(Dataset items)
--- Start ---
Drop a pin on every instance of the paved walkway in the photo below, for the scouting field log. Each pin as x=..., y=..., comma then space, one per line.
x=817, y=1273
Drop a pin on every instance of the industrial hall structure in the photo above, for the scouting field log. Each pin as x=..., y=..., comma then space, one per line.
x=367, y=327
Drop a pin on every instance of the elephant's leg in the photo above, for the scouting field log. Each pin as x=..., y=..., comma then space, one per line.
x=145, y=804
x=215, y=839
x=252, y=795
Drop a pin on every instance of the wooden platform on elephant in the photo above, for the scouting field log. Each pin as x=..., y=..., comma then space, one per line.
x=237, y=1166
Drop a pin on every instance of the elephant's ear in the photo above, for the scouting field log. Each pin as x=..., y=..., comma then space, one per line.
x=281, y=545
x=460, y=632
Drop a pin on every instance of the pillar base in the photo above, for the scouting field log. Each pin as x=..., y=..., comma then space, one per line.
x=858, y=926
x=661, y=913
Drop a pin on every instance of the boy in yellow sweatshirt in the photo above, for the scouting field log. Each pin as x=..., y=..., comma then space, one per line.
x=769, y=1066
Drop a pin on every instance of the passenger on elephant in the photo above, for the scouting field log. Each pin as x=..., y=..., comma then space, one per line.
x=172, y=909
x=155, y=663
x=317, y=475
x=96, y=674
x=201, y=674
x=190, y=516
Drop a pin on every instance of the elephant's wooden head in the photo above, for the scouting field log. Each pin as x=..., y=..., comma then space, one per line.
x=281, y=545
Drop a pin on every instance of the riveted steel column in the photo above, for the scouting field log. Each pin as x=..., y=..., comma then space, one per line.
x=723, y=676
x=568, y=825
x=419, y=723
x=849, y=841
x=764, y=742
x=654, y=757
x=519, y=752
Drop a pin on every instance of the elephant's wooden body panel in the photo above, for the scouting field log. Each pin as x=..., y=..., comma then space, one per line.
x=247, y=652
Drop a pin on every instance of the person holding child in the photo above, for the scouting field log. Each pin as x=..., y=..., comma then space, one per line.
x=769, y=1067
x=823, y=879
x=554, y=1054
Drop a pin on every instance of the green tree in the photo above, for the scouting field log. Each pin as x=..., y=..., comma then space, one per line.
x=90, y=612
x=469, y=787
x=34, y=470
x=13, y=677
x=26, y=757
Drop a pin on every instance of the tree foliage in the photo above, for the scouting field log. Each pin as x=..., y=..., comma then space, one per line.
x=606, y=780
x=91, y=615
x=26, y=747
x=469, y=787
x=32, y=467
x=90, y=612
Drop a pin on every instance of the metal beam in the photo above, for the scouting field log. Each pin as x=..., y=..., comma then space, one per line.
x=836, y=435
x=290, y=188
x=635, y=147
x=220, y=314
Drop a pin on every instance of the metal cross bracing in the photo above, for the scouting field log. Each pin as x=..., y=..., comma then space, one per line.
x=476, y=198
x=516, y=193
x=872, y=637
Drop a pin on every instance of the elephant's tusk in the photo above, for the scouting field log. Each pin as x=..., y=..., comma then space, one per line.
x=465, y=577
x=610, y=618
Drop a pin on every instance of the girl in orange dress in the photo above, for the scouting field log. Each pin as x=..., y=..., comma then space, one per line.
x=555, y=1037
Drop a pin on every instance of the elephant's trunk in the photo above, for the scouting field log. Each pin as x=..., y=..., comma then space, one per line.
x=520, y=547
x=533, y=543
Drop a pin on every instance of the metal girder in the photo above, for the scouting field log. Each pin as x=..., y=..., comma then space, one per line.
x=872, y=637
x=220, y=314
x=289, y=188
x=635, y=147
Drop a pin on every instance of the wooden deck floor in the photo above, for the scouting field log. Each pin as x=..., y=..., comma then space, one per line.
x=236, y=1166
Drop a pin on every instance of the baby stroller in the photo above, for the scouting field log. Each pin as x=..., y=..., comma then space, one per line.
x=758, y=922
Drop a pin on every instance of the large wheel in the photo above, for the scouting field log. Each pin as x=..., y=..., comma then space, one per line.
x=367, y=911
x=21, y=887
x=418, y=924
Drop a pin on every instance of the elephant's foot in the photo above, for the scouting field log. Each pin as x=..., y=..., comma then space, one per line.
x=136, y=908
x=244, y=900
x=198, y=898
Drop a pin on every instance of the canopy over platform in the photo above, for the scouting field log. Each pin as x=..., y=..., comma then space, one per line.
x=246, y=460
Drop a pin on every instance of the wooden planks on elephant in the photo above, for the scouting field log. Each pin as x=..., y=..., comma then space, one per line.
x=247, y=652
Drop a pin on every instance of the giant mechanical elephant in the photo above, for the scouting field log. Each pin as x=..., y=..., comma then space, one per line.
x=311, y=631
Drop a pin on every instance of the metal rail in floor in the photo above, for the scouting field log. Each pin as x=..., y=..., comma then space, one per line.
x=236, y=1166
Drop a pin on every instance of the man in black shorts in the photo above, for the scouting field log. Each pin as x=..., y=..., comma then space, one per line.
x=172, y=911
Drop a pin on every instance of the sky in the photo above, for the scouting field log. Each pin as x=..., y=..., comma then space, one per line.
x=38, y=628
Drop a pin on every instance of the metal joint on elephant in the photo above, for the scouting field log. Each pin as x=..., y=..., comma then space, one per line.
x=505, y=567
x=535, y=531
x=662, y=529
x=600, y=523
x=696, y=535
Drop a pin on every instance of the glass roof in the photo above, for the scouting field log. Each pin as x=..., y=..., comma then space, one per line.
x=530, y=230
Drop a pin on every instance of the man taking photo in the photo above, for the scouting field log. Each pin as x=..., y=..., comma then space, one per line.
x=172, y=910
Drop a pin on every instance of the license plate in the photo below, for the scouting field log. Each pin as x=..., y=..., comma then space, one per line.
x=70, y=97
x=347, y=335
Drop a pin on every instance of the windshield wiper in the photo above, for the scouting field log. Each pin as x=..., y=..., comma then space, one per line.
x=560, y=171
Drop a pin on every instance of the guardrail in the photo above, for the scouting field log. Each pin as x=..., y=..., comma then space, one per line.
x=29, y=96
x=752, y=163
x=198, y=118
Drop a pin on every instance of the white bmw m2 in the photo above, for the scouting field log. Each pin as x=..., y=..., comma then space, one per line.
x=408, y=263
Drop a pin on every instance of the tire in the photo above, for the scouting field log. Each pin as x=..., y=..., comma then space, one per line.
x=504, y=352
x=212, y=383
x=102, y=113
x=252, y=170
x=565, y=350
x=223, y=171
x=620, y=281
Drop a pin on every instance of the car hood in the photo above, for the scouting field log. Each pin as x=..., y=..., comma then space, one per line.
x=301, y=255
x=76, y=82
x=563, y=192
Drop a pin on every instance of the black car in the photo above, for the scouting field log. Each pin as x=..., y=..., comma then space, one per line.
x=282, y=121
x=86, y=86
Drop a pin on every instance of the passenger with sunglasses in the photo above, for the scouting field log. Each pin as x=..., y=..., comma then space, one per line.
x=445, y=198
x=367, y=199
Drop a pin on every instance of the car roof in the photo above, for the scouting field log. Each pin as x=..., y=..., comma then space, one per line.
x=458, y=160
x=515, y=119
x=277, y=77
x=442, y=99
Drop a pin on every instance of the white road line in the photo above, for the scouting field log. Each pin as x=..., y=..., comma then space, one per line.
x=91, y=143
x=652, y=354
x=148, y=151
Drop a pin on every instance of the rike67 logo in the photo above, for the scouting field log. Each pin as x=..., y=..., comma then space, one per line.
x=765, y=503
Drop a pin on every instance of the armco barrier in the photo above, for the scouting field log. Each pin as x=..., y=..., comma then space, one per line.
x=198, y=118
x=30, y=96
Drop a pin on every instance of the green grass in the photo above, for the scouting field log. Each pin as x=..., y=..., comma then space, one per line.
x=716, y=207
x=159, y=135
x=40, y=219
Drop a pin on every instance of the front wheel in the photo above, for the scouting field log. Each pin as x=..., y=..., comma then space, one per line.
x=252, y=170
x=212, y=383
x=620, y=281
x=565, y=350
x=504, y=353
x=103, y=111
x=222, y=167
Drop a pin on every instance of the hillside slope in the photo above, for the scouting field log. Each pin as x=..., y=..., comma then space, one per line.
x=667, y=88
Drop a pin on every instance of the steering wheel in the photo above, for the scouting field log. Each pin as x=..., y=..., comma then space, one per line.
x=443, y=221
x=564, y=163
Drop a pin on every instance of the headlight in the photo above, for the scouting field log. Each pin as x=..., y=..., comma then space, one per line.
--- End ---
▸ **AIM OF THE TASK**
Can you write out the data again, starting at the line containing "Drop a pin on every instance of the green grass" and ending at the end of the data, requests included, with every x and y coordinate in the answers scaled by 2.15 and rounded to whole numbers, halves up?

▸ **COMPLETE OUTPUT**
Drop a pin on every instance of the green grass in the photo above, for the scouting field log. Each pin as x=..., y=..., comma then space, one per line.
x=1539, y=445
x=342, y=290
x=86, y=471
Drop a pin on every instance of the front wheel in the photo above, for the scouting field log. Each pin as x=..., y=..., comma then space, one per line.
x=542, y=366
x=456, y=823
x=1333, y=604
x=1215, y=753
x=1084, y=759
x=221, y=239
x=477, y=359
Drop a pin on every instance of the hillside slope in the photo above, for the scouting field log. Each pin as x=..., y=..., comma then space, one per line.
x=1434, y=189
Drop a pin on every instance of the steering wheel in the photo above, for the scouting field log. Each pin as x=..., y=..., comma then space, one per line.
x=952, y=475
x=1213, y=350
Drop a pin on every instance of the headlight in the photo above, for the scouting field log. Each pin as x=..., y=..., comma then space, one per line.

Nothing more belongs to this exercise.